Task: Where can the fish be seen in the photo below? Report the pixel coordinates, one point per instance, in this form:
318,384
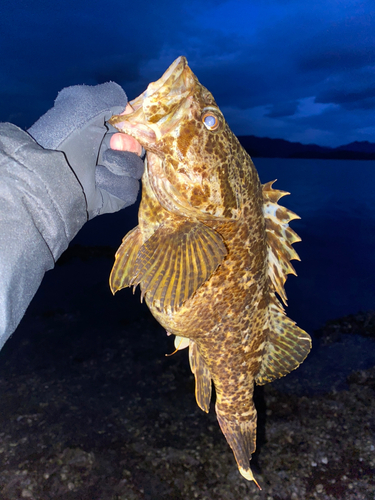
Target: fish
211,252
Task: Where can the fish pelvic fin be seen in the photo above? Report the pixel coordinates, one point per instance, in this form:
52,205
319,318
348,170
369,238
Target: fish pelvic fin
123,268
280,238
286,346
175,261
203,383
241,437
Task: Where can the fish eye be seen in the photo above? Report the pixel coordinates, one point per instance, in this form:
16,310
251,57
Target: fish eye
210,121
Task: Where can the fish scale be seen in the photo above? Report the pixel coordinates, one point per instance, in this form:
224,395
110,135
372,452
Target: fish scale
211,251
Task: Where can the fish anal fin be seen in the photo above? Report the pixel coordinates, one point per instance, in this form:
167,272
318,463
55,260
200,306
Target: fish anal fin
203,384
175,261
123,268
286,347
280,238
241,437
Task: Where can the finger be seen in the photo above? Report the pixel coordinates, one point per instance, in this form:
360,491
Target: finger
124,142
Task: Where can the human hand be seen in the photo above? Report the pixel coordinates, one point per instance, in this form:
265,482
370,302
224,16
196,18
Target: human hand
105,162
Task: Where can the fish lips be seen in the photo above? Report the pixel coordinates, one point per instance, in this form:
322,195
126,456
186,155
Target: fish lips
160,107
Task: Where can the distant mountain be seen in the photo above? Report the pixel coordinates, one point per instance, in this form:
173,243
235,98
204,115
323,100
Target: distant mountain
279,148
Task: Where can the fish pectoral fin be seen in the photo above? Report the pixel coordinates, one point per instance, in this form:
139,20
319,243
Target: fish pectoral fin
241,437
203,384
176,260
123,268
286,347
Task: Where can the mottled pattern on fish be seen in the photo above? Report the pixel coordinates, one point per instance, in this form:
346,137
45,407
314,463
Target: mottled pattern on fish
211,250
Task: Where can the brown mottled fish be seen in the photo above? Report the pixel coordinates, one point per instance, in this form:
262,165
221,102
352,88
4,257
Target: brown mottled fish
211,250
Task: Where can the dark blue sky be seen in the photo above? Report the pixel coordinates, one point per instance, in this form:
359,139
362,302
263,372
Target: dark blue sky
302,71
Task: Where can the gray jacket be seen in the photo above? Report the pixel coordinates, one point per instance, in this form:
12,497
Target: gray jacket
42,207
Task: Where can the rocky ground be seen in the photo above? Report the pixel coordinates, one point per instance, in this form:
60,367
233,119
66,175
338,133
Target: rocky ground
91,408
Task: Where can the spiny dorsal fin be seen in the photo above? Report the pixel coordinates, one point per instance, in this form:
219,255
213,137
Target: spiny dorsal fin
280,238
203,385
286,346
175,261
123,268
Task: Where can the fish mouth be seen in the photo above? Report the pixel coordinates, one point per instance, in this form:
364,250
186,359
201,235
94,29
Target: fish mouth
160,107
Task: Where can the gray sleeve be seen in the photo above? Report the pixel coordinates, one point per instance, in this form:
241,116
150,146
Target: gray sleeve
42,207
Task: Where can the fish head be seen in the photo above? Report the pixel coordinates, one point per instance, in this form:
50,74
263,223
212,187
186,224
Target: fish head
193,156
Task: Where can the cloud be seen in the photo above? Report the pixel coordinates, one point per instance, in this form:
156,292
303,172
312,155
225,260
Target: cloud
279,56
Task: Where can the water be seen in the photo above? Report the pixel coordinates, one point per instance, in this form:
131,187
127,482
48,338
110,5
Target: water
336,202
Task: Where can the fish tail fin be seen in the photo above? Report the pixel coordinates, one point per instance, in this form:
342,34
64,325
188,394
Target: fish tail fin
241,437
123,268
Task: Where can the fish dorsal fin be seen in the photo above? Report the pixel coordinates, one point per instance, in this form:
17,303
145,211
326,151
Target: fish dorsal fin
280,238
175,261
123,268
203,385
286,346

━━━━━━━━━━━━━━━━━━━━━━━━━━━━━━

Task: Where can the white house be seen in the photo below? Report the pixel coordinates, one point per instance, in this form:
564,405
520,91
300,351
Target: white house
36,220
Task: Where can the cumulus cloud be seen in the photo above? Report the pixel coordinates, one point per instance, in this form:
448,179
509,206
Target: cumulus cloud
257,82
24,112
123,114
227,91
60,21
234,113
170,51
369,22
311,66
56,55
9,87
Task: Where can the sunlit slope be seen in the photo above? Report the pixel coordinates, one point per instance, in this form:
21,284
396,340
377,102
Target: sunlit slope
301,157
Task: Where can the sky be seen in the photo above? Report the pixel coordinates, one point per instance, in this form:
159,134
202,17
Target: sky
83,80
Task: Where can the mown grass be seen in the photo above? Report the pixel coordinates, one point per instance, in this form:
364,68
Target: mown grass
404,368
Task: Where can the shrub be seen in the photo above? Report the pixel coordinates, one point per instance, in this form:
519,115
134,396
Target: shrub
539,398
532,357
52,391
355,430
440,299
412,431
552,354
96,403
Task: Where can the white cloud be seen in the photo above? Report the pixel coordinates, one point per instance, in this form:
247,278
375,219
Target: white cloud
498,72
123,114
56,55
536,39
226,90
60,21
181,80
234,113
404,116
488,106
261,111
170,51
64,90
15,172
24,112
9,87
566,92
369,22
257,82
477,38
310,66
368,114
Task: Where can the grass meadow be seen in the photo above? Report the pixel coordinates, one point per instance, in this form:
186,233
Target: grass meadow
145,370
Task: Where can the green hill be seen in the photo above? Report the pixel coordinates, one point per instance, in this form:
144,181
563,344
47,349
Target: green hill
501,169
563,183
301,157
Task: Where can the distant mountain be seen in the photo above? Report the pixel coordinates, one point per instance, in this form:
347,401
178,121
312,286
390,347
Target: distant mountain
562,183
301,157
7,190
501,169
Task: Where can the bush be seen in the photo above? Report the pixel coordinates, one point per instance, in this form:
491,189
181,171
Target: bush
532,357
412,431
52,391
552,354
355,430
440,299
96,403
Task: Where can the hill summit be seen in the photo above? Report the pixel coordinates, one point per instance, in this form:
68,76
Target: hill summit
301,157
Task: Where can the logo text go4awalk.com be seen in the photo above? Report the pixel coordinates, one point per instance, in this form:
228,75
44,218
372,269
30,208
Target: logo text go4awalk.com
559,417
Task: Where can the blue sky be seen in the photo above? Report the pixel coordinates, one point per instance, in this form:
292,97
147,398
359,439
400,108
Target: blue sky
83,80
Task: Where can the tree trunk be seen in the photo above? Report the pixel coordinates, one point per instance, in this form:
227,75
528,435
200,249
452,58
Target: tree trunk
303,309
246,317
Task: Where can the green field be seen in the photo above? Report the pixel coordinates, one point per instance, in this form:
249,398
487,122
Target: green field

━━━━━━━━━━━━━━━━━━━━━━━━━━━━━━

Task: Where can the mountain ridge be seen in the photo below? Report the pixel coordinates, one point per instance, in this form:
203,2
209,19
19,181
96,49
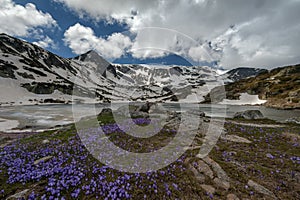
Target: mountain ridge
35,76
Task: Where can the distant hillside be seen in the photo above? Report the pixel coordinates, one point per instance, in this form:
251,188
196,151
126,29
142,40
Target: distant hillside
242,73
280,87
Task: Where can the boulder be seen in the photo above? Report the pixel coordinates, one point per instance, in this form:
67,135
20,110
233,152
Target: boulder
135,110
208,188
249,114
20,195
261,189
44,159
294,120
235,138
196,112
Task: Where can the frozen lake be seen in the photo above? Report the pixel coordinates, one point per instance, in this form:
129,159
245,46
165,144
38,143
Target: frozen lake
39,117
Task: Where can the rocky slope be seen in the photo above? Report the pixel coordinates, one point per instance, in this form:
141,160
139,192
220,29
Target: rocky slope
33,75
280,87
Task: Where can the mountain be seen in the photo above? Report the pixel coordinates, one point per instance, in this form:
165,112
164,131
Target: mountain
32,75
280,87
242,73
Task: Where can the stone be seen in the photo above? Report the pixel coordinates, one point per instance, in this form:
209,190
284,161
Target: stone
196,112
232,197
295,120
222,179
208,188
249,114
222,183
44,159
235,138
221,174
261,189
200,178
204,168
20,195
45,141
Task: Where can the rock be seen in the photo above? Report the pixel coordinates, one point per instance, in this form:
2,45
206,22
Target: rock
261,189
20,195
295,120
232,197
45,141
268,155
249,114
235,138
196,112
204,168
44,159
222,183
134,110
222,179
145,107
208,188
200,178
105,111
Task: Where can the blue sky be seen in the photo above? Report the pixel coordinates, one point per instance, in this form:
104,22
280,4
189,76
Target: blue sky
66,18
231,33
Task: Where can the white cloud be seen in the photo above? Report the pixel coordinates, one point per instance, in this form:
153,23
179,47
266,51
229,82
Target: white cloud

━━━━━━━━━━━━━━━━━━━━━━━━━━━━━━

▸ Instructions to follow: Please return each line of the data above in which the word "field" occurs.

▸ Exercise result:
Task: Where can the green field be seen in the photo above? Report the pixel coordinates, one point per instance, in this form:
Target: green field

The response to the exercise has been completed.